Items listed in a dataset:
——————

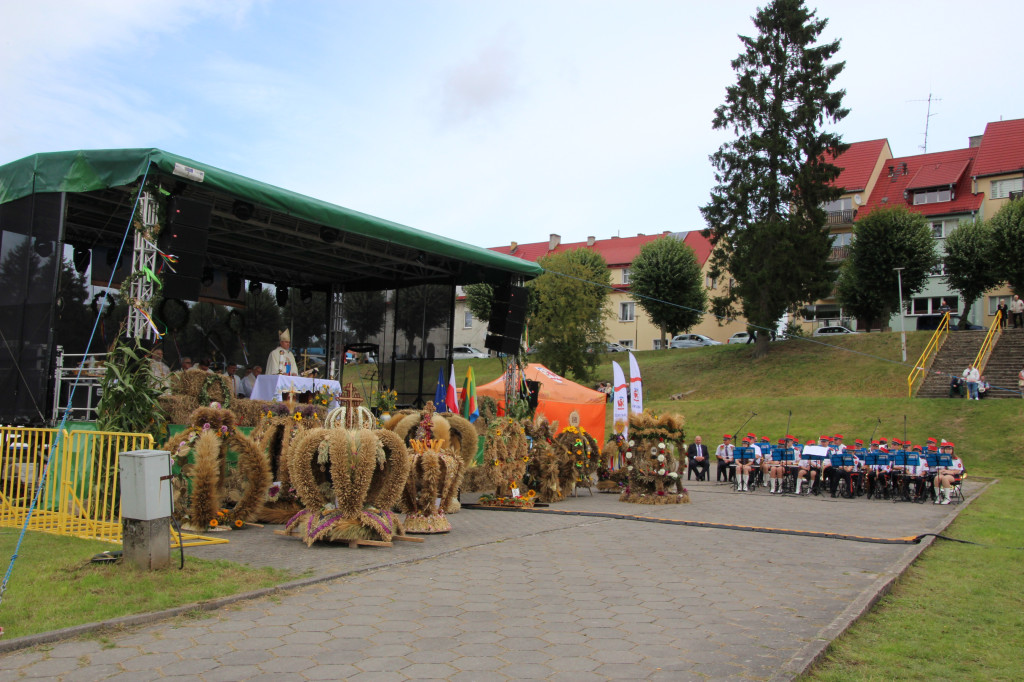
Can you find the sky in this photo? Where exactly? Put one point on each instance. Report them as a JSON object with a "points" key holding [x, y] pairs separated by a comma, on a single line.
{"points": [[484, 122]]}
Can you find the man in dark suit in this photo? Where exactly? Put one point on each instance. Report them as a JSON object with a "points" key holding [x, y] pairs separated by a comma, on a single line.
{"points": [[697, 455]]}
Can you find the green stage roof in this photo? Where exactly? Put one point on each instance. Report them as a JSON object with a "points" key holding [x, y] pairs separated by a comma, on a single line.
{"points": [[286, 237]]}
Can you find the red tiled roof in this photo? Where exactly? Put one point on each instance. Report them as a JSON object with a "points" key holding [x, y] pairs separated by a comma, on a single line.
{"points": [[938, 174], [889, 189], [857, 164], [617, 251], [1001, 148]]}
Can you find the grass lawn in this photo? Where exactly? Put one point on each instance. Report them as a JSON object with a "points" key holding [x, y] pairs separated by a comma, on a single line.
{"points": [[54, 585], [956, 612]]}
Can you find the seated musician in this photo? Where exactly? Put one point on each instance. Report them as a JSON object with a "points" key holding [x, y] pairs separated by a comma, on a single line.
{"points": [[946, 477], [726, 463], [918, 474], [878, 474], [808, 469], [776, 470], [744, 467]]}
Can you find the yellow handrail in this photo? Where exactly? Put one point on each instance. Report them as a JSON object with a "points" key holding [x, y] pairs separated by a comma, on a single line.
{"points": [[921, 367], [986, 346]]}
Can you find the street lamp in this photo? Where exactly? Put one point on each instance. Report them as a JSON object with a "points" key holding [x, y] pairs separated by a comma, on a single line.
{"points": [[902, 324]]}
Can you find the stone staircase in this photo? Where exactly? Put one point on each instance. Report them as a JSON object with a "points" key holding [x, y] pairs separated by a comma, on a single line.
{"points": [[958, 350], [1004, 364]]}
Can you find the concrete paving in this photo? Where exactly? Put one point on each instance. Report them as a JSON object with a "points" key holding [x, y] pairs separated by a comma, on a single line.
{"points": [[536, 596]]}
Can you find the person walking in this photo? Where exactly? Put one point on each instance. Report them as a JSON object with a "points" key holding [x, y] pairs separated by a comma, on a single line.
{"points": [[972, 377]]}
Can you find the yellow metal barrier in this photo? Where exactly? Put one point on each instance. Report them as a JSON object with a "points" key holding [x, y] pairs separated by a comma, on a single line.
{"points": [[986, 347], [80, 497], [921, 367]]}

——————

WHAT THIS TASK INVOLVES => Restate the records above exactly, less any pictures.

ANSWER SECTION =>
Can you find the sky in this photo? Where exactly? Put one point on each instance. Report them as a JSON object with a "points" key holding [x, y] pairs separated by a comma, on a single line.
{"points": [[484, 122]]}
Can you find the man in dark suit in this photo? Where exactly? Put one point on each instance. Report them as a JSON object with a "points" key holding [x, y] pairs separated by a comma, on a single line.
{"points": [[697, 455]]}
Can you find the green stage roof in this photo? Where exactly? Put one point on each instance. Report them as a JSON object with a "points" key holding [x, y] pairs separated by a comma, on a single line.
{"points": [[286, 237]]}
Can you find the red tiled roof in this photo? Where exactly? Put one point on each instance. Report them as a JSON object with a "points" key holding [x, y] pairs separated by a comma, on a single line.
{"points": [[938, 174], [889, 189], [857, 164], [617, 251], [1001, 148]]}
Can you find the grass lawn in this photo? Where exactly? Put one point on each instance. Report them as a JSON object with a "points" key holding [x, y] pairs separated by a comma, on a single line.
{"points": [[54, 585], [956, 612]]}
Can you find the seated musician in this photo? Where exactly? Put one point on each instance. Report them as a JSON object with a "points" key holding [x, y] pairs separated by a comma, on a single line.
{"points": [[946, 477], [726, 463], [918, 474], [878, 474], [808, 469], [776, 470], [744, 467]]}
Can you find the yellow handrail in this photo? Where exactly? Put one point on each instance. Report them as a JSON object with a "points" key holding [x, y] pairs separated by a comma, on a single line.
{"points": [[921, 367], [986, 346]]}
Can you find the street lamp in this photo? Where exactly? Put one point on each instance. Report them as a JSON object with a "points" key holding [x, y] pairs separated by a comma, on a single line.
{"points": [[902, 324]]}
Can you find the stone staircase in this photo? Where exactly? Put one point on each instance. Report them as a JSON object with a "points" key holding [x, y] pairs separated by a comma, on a single line.
{"points": [[958, 350], [1004, 364]]}
Can you find the concrete paving in this photo? Where exactly? Put one point on each instance. Report them as a JSON object with a "points" key holding [x, y] pairs separated by a comma, on a single line.
{"points": [[536, 596]]}
Can you find the person walking in this photo? Where exactly? Put one point on each instance. Report them as a JSON object with a "points" key holding [x, y] pairs separated by a comma, on a single line.
{"points": [[972, 377]]}
Can you find the yellow metal barrier in this photo? Where exactly? Put one point on each instance. Report them as a JSON object with a "points" key holding [x, y] pairs separated by a comma, on a single line.
{"points": [[986, 347], [80, 497], [921, 367]]}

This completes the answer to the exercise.